** Opening Selected excerpt block **

Well, but for me, the "making it to birth" part is important. Some animals reproduce through parthenogenesis - most people don't know that male honeybees (drones) come about through parthenogenesis. But in higher animals, it's almost uniformly a disaster, and so far, the closer one gets to humans on the old phylogenetic tree, the more and more that it appears that parthenogenesis
cannot result in viable organisms.
Now, for me, an embryo is something that at least has the potential to become a fully-fledged human being - by that standard, clones, for example, would fit the definition of "embryo", since it's entirely possible that we could develop a fully-fledged human being from a clone. But if the chances of human parthenotes developing into actual human beings are so remote as to be essentially non-existent - or just plain non-existent, period - then there's not even the theoretical potential for new life. So what purpose does it serve to call something that has basically a zero chance of ever becoming human an "embryo"?
And the second problem - with my own rendering of "potentiality", no less ;) - is that if cloning advances to the point where we can create clones from any given adult cell, then clearly any given adult cell has the "potential" to become a new life, in the same sort of theoretical way that a parthenote might be considered a new life. But does that mean that my liver cells have to be held as sacred, and rendered off-limits to medical investigation?

** Closing Selected excerpt block **
** Opening Extracted material block **

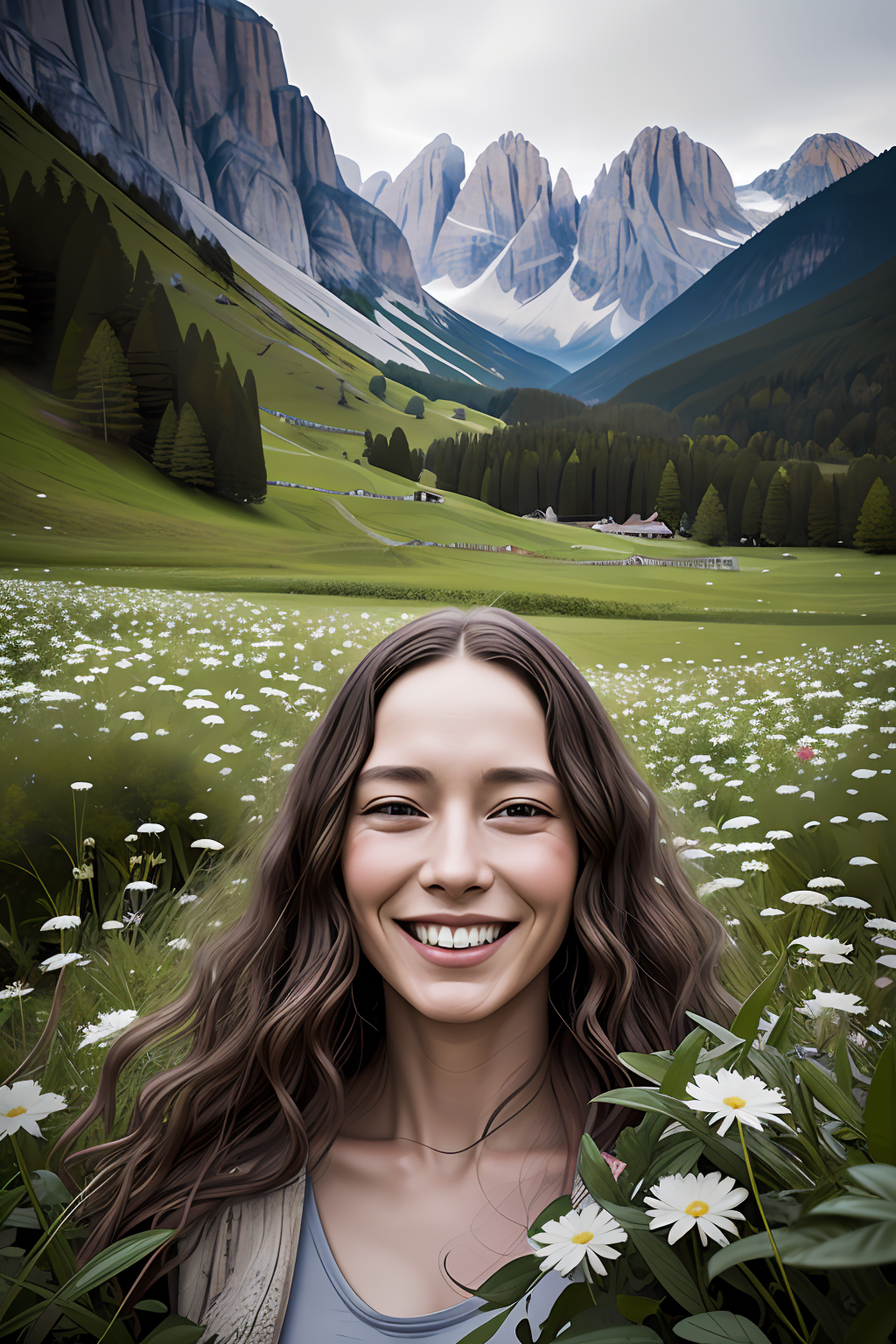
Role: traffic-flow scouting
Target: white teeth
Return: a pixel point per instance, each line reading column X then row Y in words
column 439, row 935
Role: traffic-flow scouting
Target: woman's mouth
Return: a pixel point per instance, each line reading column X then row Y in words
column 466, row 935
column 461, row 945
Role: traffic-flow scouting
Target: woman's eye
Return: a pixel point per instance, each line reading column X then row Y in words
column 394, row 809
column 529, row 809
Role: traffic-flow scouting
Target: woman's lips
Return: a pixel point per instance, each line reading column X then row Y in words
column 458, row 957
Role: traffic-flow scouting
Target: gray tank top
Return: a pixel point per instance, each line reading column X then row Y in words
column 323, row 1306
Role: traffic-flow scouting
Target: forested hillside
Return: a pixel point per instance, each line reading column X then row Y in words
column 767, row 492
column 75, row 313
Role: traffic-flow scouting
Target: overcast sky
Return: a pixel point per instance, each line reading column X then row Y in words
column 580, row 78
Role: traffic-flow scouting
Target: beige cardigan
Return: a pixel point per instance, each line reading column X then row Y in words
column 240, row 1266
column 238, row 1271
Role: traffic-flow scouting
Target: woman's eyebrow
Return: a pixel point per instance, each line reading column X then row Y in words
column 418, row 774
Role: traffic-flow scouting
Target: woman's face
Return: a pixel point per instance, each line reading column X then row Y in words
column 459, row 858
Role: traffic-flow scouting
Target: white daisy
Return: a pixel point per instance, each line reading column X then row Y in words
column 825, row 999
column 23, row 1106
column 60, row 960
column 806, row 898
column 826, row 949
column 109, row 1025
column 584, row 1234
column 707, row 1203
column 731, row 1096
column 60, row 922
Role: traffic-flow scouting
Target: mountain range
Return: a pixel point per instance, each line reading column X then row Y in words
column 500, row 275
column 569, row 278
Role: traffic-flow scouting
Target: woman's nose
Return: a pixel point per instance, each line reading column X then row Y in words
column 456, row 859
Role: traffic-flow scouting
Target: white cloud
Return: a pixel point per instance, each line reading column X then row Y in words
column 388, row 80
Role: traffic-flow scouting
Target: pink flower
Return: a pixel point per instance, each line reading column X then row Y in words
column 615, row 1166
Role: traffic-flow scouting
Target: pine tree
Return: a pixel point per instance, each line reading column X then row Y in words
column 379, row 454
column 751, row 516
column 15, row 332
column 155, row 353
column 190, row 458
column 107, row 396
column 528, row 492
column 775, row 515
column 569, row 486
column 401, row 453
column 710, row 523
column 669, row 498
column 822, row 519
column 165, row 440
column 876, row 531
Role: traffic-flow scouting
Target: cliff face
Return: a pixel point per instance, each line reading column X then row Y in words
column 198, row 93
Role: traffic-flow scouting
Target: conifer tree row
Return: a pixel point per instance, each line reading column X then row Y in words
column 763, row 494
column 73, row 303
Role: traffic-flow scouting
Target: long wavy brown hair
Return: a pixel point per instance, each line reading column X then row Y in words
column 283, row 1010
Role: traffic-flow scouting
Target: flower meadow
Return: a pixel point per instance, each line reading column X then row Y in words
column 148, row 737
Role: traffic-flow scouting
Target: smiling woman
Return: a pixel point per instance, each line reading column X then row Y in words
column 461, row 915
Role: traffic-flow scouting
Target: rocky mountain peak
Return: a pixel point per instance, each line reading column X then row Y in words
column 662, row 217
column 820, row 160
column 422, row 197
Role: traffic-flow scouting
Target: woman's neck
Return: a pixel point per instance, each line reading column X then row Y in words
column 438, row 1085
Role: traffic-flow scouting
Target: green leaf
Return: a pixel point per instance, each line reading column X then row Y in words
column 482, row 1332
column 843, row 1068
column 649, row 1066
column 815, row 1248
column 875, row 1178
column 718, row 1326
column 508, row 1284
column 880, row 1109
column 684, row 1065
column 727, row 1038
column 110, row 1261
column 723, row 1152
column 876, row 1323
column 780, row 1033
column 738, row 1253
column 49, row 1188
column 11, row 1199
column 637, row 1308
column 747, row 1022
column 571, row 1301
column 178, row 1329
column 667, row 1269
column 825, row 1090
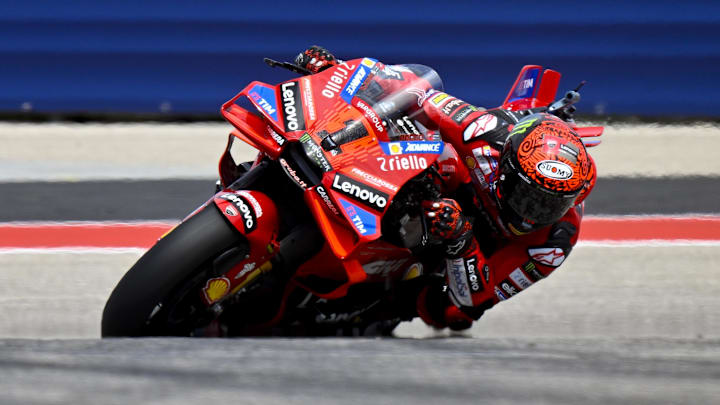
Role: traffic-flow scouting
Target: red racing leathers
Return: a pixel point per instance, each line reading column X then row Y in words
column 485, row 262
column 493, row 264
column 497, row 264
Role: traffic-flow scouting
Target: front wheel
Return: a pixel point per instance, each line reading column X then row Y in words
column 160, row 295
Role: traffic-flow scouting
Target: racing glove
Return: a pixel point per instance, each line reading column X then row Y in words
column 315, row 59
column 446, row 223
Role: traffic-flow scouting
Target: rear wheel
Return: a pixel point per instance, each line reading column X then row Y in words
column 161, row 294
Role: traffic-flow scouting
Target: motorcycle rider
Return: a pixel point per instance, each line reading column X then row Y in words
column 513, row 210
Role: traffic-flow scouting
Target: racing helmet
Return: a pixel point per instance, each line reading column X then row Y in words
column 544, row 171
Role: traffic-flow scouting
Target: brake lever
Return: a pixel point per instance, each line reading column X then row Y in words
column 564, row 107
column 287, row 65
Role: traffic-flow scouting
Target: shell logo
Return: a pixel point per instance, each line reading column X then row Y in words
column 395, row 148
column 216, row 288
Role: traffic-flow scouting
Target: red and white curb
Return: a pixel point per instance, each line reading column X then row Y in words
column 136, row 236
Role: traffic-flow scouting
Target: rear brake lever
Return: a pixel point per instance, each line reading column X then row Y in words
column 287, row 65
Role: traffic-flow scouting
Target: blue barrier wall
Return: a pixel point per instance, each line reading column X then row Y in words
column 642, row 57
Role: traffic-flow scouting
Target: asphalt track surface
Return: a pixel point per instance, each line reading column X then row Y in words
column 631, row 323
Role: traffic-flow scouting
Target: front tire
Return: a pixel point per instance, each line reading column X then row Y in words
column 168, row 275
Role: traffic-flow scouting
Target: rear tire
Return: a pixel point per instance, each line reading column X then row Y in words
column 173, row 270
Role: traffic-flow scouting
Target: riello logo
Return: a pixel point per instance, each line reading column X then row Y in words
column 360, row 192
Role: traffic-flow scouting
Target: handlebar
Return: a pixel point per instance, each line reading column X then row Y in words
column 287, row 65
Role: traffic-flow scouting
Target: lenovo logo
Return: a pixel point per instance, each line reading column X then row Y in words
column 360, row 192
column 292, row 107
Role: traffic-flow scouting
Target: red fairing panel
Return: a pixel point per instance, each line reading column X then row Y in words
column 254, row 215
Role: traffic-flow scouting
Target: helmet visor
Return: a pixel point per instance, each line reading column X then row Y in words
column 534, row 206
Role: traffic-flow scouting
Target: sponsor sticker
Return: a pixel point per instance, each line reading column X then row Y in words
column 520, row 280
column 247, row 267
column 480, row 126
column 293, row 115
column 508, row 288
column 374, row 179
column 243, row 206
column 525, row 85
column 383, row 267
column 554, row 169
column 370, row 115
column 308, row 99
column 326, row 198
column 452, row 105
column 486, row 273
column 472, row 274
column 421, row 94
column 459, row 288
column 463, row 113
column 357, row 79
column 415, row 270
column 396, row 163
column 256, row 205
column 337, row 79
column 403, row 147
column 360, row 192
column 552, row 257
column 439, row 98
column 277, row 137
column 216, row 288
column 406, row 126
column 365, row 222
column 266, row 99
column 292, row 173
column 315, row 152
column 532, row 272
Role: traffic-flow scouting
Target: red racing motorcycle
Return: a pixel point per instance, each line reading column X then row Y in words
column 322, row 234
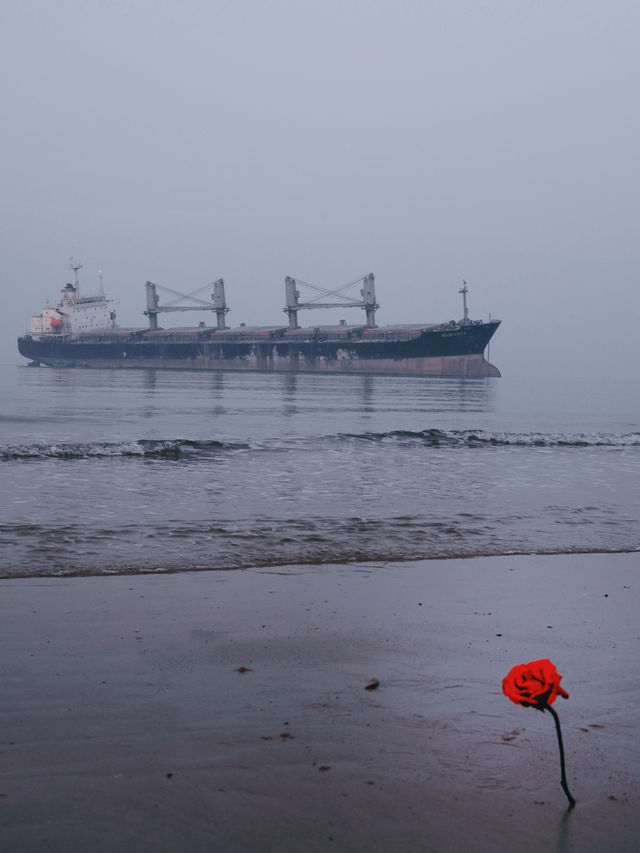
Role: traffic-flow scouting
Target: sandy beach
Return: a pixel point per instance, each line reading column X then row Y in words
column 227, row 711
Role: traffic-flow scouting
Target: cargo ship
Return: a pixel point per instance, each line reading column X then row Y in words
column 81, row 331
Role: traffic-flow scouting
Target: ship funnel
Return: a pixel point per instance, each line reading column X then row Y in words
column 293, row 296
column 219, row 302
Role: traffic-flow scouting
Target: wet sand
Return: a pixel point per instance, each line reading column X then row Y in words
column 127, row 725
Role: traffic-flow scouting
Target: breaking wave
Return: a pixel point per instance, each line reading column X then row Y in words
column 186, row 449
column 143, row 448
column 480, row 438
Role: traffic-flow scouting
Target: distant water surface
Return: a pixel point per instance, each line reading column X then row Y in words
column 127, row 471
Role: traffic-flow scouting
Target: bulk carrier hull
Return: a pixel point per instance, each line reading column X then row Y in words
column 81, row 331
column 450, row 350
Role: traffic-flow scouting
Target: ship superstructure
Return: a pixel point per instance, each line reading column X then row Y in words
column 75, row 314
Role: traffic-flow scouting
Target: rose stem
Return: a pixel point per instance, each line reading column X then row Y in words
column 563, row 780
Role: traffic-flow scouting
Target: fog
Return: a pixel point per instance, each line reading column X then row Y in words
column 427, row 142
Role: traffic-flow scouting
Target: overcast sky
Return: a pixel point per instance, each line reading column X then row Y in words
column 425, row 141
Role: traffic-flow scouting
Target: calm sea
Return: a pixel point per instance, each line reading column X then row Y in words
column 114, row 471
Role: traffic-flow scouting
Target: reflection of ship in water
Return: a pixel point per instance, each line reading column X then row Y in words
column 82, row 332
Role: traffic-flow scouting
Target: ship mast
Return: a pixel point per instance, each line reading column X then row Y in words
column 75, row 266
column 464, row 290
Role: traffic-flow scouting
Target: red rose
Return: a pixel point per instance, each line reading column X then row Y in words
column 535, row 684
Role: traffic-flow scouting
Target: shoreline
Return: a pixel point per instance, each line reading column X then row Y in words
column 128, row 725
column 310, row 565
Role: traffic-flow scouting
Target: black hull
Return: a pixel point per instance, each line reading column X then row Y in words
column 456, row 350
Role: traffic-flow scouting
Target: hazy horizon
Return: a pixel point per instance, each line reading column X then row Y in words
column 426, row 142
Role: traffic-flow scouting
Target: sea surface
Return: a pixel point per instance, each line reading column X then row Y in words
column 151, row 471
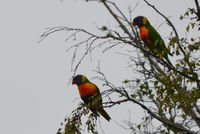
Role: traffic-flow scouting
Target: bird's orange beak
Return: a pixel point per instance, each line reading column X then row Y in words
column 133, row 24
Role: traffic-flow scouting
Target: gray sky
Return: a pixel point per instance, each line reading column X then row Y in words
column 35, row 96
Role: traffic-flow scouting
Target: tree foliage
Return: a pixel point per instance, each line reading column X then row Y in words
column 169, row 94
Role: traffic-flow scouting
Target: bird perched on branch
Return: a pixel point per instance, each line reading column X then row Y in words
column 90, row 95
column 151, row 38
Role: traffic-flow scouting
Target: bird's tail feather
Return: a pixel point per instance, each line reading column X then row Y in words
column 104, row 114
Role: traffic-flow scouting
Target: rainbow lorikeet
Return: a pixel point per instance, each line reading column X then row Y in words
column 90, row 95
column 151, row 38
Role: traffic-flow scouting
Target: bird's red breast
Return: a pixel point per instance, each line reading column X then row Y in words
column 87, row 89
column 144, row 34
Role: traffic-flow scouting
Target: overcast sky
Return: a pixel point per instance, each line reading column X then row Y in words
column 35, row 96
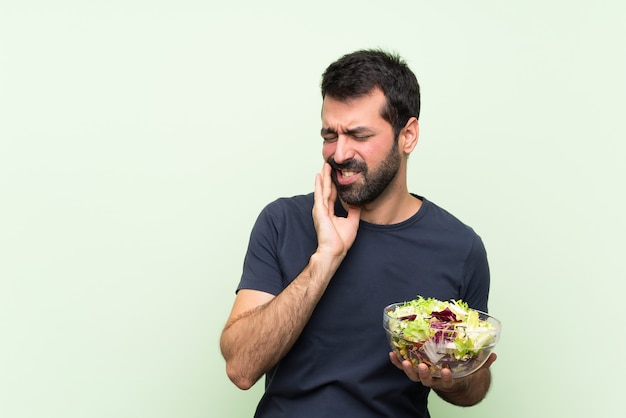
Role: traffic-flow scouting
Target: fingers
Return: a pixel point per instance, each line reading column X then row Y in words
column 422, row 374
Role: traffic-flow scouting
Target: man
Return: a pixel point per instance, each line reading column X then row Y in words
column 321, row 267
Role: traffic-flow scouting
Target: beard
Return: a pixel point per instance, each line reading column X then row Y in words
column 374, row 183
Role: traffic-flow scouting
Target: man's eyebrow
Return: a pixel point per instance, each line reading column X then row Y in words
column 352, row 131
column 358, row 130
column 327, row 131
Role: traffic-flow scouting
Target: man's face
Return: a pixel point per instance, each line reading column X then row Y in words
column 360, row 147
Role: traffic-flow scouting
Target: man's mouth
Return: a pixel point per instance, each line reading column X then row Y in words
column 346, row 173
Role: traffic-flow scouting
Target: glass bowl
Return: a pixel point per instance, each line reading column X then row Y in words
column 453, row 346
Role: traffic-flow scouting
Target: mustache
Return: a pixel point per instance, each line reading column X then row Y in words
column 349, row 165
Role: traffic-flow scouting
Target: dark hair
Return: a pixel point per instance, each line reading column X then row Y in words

** Closing Extracted material block **

Exercises ->
(A) Answer these questions about the post on parthenogenesis and embryos:
(i) Which animals does the post say come about through parthenogenesis?
(ii) What example does the writer give of something that would fit the definition of "embryo"?
(iii) Which of the writer's own cells does the post ask about being held as sacred?
(B) List each distinct word or phrase that the post on parthenogenesis and embryos puts in quotation marks.
(C) Carry the post on parthenogenesis and embryos forward from its final sentence.

Responses by item number ->
(A)
(i) Male honeybees (drones).
(ii) Clones.
(iii) Liver cells.

(B)
"making it to birth"
"embryo"
"potentiality"
"potential"

(C)
In my lexicon, an embryo is not a 'potential' individual human being, it IS an actual individual human being. To conceive severely handicapped individual human beings, then claim that since these are so severely deformed they will never make it to birth so let's experiment with them, is the chilling dehumanization of which I wrote in the essay. Have we come full circle now?
According to the President's Bioethics Council,
http://www.bioethics.gov/ the results of somatic cell nuclear transfer, or cloning, are "cloned human embryos." Parthenogenesis would be no different, in my opinion. The embryos develop into blastocysts, and on through development.
As to the "potential" of a being defining that being: poor logic. The embryo is genetically human and alive or it's not. Any discrimination between whether it's human enough to experiment on and kill is not scientific - it's a personal bias.